Image object location entries
• • • •
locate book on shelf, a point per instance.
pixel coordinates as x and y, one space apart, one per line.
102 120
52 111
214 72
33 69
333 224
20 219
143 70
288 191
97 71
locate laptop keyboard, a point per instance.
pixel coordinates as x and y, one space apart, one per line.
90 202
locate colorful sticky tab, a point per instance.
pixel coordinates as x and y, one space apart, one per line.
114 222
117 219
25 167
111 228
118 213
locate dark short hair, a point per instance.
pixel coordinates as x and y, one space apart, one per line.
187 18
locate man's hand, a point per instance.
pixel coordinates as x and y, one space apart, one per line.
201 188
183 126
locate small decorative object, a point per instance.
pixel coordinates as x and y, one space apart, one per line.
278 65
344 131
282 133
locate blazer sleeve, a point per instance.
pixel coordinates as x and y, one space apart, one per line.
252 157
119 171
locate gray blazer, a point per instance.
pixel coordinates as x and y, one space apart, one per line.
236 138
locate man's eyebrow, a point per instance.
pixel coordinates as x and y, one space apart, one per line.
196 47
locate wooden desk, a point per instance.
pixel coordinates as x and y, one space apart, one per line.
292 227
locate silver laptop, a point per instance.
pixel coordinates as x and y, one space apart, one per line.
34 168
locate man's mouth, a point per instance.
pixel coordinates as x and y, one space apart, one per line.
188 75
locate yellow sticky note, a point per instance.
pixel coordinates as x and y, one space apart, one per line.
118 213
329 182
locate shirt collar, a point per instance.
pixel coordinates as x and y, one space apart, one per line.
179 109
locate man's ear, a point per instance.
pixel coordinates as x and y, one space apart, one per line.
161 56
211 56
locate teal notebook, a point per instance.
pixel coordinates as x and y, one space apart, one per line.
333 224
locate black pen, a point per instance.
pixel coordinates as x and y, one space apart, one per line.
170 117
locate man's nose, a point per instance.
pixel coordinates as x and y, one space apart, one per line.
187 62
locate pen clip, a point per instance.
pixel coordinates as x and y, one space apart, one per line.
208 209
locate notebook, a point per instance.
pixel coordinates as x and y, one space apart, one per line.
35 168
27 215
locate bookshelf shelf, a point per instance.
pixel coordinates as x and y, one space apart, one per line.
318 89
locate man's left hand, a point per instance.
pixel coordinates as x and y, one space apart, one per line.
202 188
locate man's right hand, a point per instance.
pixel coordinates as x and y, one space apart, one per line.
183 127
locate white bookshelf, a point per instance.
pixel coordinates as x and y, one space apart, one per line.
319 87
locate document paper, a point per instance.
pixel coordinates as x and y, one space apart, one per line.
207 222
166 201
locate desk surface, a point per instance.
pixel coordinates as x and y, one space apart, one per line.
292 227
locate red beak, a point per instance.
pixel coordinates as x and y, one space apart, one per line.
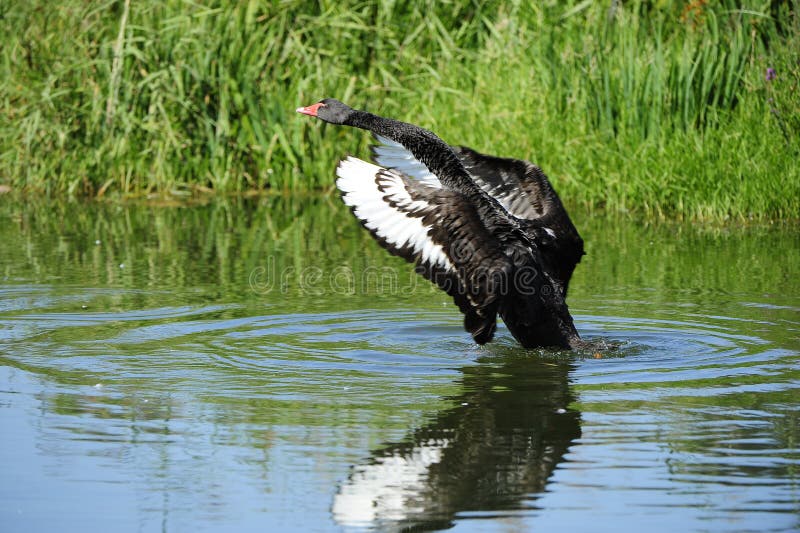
310 110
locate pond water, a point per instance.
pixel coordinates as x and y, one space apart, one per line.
264 366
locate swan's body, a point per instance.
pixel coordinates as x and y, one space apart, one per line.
489 231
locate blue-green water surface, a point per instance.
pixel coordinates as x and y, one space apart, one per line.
264 366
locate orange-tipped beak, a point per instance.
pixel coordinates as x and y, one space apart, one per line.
310 110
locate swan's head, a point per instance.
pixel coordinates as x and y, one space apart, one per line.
329 110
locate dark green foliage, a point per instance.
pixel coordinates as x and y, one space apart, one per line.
662 107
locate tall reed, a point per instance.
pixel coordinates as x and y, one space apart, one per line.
659 107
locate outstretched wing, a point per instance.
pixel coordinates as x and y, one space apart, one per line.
438 230
525 192
520 187
390 154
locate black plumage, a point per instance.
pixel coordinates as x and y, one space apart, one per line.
489 231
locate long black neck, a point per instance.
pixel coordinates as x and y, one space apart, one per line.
425 145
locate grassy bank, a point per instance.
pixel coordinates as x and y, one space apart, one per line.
675 108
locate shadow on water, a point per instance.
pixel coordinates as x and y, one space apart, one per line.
492 451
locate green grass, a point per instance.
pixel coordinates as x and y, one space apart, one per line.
659 107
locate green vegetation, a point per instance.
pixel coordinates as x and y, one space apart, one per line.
664 107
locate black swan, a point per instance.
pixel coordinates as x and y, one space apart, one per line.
489 231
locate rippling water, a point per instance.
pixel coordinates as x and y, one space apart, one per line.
266 367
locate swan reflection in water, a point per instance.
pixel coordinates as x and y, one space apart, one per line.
493 451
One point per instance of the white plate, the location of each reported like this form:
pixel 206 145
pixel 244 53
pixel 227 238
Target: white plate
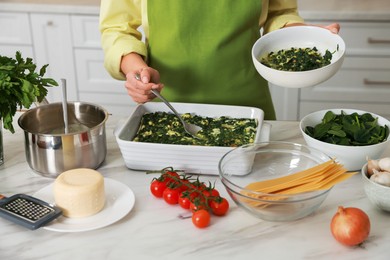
pixel 119 201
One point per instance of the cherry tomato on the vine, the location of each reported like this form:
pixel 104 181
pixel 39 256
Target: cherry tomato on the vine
pixel 211 193
pixel 157 188
pixel 219 206
pixel 201 218
pixel 184 201
pixel 171 195
pixel 197 204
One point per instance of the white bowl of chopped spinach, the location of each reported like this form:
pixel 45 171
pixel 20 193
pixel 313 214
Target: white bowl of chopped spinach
pixel 297 57
pixel 152 138
pixel 348 135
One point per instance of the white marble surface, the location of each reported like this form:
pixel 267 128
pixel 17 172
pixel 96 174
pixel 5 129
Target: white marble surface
pixel 336 10
pixel 153 231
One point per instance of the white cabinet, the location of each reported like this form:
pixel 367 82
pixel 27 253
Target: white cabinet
pixel 53 45
pixel 70 44
pixel 363 81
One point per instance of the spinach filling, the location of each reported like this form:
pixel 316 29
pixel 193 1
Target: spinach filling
pixel 297 59
pixel 166 128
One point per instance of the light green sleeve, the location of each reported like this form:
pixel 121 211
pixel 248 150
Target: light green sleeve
pixel 118 25
pixel 277 13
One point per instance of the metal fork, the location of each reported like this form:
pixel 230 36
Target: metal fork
pixel 191 129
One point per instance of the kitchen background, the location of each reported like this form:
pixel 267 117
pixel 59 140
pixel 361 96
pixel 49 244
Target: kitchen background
pixel 65 35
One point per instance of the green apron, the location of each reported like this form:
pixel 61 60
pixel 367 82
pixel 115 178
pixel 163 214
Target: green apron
pixel 202 49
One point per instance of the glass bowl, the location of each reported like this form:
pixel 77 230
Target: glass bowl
pixel 269 160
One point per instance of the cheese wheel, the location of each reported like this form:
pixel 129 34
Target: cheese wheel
pixel 79 192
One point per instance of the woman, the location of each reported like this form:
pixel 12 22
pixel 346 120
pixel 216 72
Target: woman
pixel 199 49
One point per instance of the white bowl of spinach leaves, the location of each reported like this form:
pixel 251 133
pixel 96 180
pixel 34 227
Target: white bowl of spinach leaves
pixel 348 135
pixel 297 57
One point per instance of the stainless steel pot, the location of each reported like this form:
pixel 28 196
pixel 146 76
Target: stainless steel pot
pixel 49 151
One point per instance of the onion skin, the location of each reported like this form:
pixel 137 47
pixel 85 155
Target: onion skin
pixel 350 226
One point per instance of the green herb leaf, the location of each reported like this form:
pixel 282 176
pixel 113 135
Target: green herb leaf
pixel 352 130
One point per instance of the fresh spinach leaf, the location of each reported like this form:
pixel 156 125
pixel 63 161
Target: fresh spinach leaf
pixel 352 129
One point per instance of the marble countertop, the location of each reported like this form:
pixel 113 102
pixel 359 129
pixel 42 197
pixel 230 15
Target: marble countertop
pixel 336 10
pixel 153 231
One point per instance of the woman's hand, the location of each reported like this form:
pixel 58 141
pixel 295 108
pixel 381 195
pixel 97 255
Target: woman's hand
pixel 140 78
• • • •
= Task details =
Reproduce the lines of the material above, starting with the line that contains "One point per instance of the green apron, the" and continuing through the final line of the material.

= Exercise result =
One point per instance of the green apron, the location of each reported like this form:
pixel 61 60
pixel 367 82
pixel 115 178
pixel 163 214
Target: green apron
pixel 202 49
One point per instance of the glass bowl, the location of each reported like this form:
pixel 77 230
Target: glass bowl
pixel 269 160
One point per instance of the cheese wheel, the location of each reported like this form:
pixel 129 34
Target: cheese wheel
pixel 79 192
One point per instance of the woman, the location of each reported like this form:
pixel 12 22
pixel 346 120
pixel 216 72
Target: woman
pixel 199 49
One point per instance of the white bowl of spinach leaves, the location of each reported like this form:
pixel 251 133
pixel 96 180
pixel 34 227
Target: white bowl of spinach leaves
pixel 348 135
pixel 297 57
One point per instance of the stainless steel pot, the location of each reported like this form:
pixel 28 196
pixel 146 76
Target: stainless steel pot
pixel 49 151
One point per instance of the onion skin, the location of each reported like this form:
pixel 137 47
pixel 85 155
Target: onion skin
pixel 350 226
One point per instance of the green herb leaf, the location of each reported like this form:
pixel 282 176
pixel 113 135
Target: green herb leaf
pixel 352 130
One point per instance of the fresh spinach leaf, the location of each reported like this form:
pixel 156 125
pixel 63 161
Target: fresh spinach leaf
pixel 352 129
One point per instance of the marble countertop, the location of each reported like this form:
pixel 113 102
pixel 359 129
pixel 42 197
pixel 230 15
Target: marble countertop
pixel 336 10
pixel 153 231
One point per instance of the woman's hand, the location of each reported like this form:
pixel 58 141
pixel 295 108
pixel 381 195
pixel 97 255
Target: woman's hand
pixel 140 78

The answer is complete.